Selection:
## START
China's one-child policy has created a generation of "only" children that now numbers 90 million, a senior family planning official said Friday.

From the beginning of the one-child policy at the end of the 1970s through last year, some 90 million children who would never have siblings have been born, most in cities, said Zhao Baige, vice minister for China's National Population and Family Planning Commission.

The Chinese government contends the one-child policy has helped prevent 400 million births _ about the size of the U.S. and Mexican populations combined _ and aided China's rapid economic development.

Despite that, Zhao said surveys have shown that 60 percent of Chinese would prefer to have two children, but that the government has no plan to relax birth limits.

"We would have to study the effects, positive and negative, that might occur if we implemented a two-child policy," she said.

Critics say the policy has led to forced abortions, sterilizations and a dangerously imbalanced sex ratio due to a traditional preference for male heirs, which has prompted countless families to abort female fetuses in hopes of getting boys.

Zhao said there have been isolated cases of local officials forcing or ordering people to comply with family planning restrictions but insisted they were on the decline. She did not give specific figures or details.

She blamed the imbalanced sex ratio on a traditional preference for boys and the availability of gender testing of fetuses with sonograms. She said the government was addressing the problem with education, subsidies and strict regulation of sonograms.
## END
Supplied data:
## START
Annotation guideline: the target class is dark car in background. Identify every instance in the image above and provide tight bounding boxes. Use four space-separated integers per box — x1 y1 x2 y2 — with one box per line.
## END
Requirements:
(1) Can you reproduce the passage of the one-child policy article starting at "China's one-child policy" and ending at "Family Planning Commission."?
(2) Would you extend the article on China's one-child policy past its final sentence?

Answers for the tasks:
(1)
China's one-child policy has created a generation of "only" children that now numbers 90 million, a senior family planning official said Friday.

From the beginning of the one-child policy at the end of the 1970s through last year, some 90 million children who would never have siblings have been born, most in cities, said Zhao Baige, vice minister for China's National Population and Family Planning Commission.

(2)
In 2005, the government began giving $150 annual pensions to older couples with a daughter as a reward for complying with the policy and as an incentive to others to have just one girl baby.

Government statistics show that 117 boys are born for every 100 girls in China, well above the average for industrialized countries of between 104 and 107 boys for every 100 girls.

Experts have said the gender imbalance resulting from sex-selective abortions and other practices could have dangerous social consequences due to anticipated shortages of marriageable young women.

The government also allows rural families to have two children and ethnic minorities to have three. In recent years, it has let couples where both the husband and wife are only children to have two offspring to spread the burden of taking care of grandparents and parents when they retire.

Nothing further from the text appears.